#### Problème à résoudre:
Dans l'entretien sur le design graphique, recopiez mot pour mot le passage qui va de « Je pense que » jusqu'à « travail de création. ».

Sur ce sujet de l’écologie, comment les designers peuvent-ils se positionner ?

Déjà, ils n’ont pas le choix ! Ils doivent s’emparer du sujet. Pour les créatifs qui font du print, ils s’inscrivent dans une chaîne où tous les acteurs, du papetier à l’imprimeur, doivent respecter, et c’est heureux, des normes européennes toujours plus exigeantes. C’est en même temps très paradoxal car, si nous prenons l’exemple d’un produit imprimé, la qualité du graphisme sert le support ou le produit et il va donc sûrement entraîner de la réimpression. C’est pareil dans le digital car plus un site va être consulté et plus les ressources serveur vont être sollicitées et c’est donc l’empreinte carbone qui s’accroît.

On lit et on entend que l’on ne doit plus dire créatif mais créateur ! Partages-tu cette assertion ?

Lorsque je suis arrivée chez étapes:, mon rédacteur en chef, Étienne Hervy, répétait toujours « on ne dit pas créatif, on dit graphiste ou designer ! ». En fait, tout le monde peut être créatif ou créateur dans son travail. De nombreux artisans sont, par exemple, créatifs et créateurs… Pour moi le créatif est une personne qui a un potentiel créatif. Un créateur c’est quelqu’un qui crée. Je dirai donc ni l’un ni l’autre. C’est un langage qui est finalement plus utilisé en agence parce qu’il faut de la « création ».

Quand on apporte une vision par un autre prisme […] ça peut être déstabilisant.
Pour rester sur le sujet des agences, la relation avec les annonceurs est parfois compliquée. Sans te demander une recette miracle, as-tu identifié des habitudes qui permettent d’entretenir une relation saine et durable ?

Je pense que malheureusement on ne peut pas y faire grand-chose car ça se joue beaucoup sur l’humain. L’écoute, le respect, l’honnêteté, la clarté de propos sont essentiels. En plus de l’expérience, savoir rebondir et chercher des solutions ailleurs, ne jamais laisser tomber le client sont des choses qui s’apprennent et qui font la différence. Ces compétences sont nécessaires dans le fonctionnement d’un studio de design graphique et elles ne sont malheureusement pas souvent enseignées dans les écoles d’art. Dans les studios de taille intermédiaire, on rencontre d’ailleurs de plus en plus de « studio managers » qui accompagnent les clients. Ce qui permet aux graphistes de se concentrer sur le travail de création.

#### Données fournies:
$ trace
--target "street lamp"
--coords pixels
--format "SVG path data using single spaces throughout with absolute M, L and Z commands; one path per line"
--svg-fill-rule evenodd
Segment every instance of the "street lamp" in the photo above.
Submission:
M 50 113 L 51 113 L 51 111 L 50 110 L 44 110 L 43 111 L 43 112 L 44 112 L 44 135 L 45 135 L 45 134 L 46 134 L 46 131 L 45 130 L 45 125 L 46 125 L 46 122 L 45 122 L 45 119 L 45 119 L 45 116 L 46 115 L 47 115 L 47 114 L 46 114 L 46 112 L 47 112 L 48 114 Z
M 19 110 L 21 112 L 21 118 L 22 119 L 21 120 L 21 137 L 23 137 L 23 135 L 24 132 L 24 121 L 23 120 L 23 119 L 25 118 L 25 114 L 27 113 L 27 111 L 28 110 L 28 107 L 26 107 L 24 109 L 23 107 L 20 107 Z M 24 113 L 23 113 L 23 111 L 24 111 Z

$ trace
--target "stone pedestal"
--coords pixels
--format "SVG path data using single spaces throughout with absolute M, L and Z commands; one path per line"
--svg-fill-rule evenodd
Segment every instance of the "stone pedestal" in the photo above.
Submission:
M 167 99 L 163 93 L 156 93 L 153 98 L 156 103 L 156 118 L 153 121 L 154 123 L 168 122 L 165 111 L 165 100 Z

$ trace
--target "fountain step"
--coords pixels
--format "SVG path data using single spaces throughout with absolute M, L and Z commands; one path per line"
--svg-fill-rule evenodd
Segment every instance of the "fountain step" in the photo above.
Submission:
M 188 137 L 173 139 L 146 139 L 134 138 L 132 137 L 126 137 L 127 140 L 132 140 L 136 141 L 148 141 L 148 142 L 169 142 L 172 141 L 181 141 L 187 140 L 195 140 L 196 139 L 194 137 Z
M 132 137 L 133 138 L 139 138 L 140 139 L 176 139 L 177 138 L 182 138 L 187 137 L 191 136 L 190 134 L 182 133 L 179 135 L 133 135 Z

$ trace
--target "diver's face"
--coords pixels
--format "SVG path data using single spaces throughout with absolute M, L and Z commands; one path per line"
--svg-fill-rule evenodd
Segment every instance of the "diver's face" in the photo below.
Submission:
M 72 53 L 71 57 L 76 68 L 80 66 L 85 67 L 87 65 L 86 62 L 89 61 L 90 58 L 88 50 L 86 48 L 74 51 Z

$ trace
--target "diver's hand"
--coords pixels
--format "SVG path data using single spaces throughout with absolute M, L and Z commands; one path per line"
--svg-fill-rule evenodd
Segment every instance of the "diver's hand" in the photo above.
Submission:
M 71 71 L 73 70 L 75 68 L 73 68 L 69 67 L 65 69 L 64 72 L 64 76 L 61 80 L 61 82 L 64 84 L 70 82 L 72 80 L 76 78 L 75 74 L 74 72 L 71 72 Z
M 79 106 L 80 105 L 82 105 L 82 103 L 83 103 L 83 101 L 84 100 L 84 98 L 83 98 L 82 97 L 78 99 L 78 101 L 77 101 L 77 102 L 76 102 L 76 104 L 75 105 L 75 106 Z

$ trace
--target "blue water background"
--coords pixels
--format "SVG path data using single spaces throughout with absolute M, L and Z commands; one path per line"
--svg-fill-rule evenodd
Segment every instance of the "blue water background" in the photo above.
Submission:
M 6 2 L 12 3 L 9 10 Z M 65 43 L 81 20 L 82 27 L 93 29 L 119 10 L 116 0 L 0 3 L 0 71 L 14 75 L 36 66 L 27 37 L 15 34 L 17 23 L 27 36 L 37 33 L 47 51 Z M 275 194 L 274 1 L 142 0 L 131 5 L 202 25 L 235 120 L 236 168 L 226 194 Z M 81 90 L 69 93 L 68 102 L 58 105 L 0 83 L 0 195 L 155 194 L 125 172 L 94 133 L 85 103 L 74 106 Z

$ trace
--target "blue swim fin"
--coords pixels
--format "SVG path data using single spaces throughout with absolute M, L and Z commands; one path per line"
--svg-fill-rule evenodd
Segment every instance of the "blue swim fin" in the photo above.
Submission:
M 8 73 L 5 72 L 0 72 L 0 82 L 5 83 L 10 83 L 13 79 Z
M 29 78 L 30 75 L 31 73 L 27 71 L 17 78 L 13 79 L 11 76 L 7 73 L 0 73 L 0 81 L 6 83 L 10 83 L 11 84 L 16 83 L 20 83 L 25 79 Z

#### Réponse rédigée:
Je pense que malheureusement on ne peut pas y faire grand-chose car ça se joue beaucoup sur l’humain. L’écoute, le respect, l’honnêteté, la clarté de propos sont essentiels. En plus de l’expérience, savoir rebondir et chercher des solutions ailleurs, ne jamais laisser tomber le client sont des choses qui s’apprennent et qui font la différence. Ces compétences sont nécessaires dans le fonctionnement d’un studio de design graphique et elles ne sont malheureusement pas souvent enseignées dans les écoles d’art. Dans les studios de taille intermédiaire, on rencontre d’ailleurs de plus en plus de « studio managers » qui accompagnent les clients. Ce qui permet aux graphistes de se concentrer sur le travail de création.